* [TASK PROMPT]
A complete response lists each line of the data below that includes the word "finish".

* [DATA FOR REVIEW]

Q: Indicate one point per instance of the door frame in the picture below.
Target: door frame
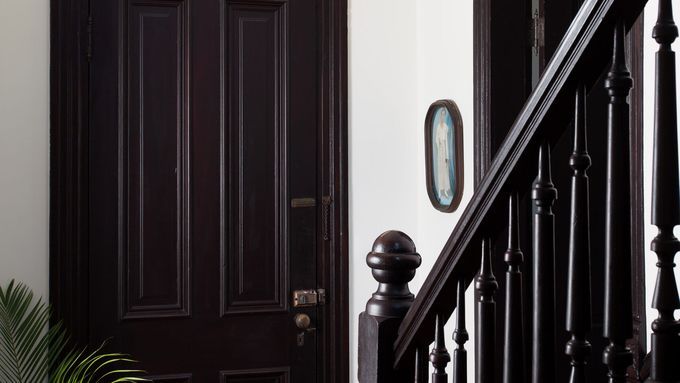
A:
(70, 51)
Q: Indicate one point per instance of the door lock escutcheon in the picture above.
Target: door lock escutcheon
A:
(309, 298)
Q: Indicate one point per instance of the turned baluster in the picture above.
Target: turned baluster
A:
(513, 356)
(544, 195)
(460, 336)
(439, 355)
(618, 326)
(485, 326)
(665, 204)
(422, 365)
(578, 280)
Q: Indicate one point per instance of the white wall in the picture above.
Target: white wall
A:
(404, 55)
(24, 93)
(382, 121)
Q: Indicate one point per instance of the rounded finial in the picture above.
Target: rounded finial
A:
(393, 263)
(394, 241)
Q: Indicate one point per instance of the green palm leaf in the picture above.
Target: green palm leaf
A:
(30, 350)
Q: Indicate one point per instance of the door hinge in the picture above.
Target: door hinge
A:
(309, 298)
(326, 216)
(537, 32)
(88, 47)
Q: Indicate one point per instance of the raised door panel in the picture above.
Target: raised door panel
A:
(171, 378)
(254, 215)
(153, 165)
(267, 375)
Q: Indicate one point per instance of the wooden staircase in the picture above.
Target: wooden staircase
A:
(397, 329)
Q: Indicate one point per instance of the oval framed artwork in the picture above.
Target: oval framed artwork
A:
(444, 155)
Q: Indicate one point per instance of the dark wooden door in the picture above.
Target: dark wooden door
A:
(203, 182)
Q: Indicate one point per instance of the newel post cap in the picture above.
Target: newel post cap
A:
(393, 262)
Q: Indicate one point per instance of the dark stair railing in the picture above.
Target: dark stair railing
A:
(396, 330)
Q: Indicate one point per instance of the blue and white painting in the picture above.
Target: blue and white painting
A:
(443, 156)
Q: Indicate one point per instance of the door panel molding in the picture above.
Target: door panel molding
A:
(70, 51)
(154, 287)
(245, 27)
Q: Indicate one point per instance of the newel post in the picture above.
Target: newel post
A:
(393, 263)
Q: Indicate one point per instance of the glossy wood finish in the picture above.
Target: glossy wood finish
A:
(578, 289)
(393, 261)
(485, 321)
(69, 116)
(665, 203)
(440, 355)
(199, 145)
(513, 341)
(75, 51)
(618, 302)
(460, 336)
(544, 195)
(542, 117)
(422, 365)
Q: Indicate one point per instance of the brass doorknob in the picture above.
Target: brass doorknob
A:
(302, 321)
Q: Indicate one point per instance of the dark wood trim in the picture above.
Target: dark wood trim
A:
(458, 172)
(335, 343)
(635, 51)
(68, 164)
(482, 87)
(586, 45)
(69, 168)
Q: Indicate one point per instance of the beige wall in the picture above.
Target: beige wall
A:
(24, 111)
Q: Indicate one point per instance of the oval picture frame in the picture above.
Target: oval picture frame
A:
(444, 155)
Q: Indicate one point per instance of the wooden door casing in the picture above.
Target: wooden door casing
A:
(173, 299)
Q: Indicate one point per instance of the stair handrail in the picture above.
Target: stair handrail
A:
(586, 45)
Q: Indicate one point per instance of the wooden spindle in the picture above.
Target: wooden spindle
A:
(422, 365)
(544, 195)
(578, 280)
(618, 316)
(460, 336)
(485, 326)
(440, 355)
(513, 355)
(665, 203)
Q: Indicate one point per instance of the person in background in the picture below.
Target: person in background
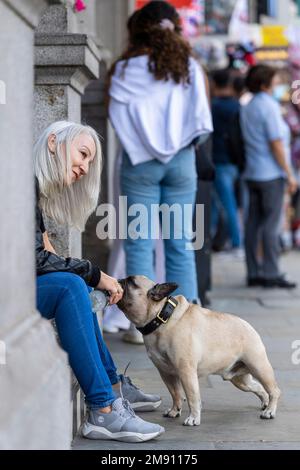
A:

* [OUTPUT FOR THIS EXERCISE]
Q: Indicate one point per instance of the glossy wood finish in the picture above.
Target: glossy wood finish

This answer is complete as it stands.